Alıştırma malzemesi:

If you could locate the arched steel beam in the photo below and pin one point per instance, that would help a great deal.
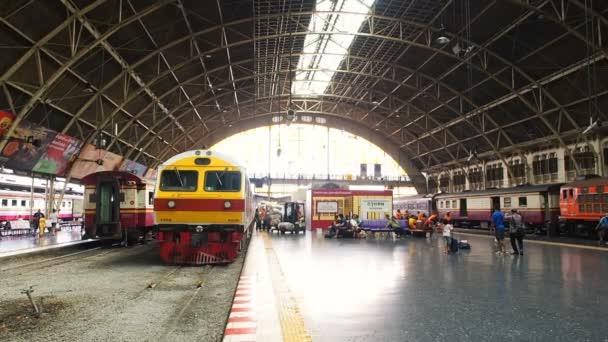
(332, 121)
(140, 14)
(63, 68)
(193, 129)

Verilen talimat: Yukarıdaki kayıtlarda "instance" dizesini barındıran bütün satırları topla ve her birini değiştirmeden aktar.

Sorunun çözümü:
If you could locate the arched steel beam in the photo below and pin one point per instance, that would help a great deal.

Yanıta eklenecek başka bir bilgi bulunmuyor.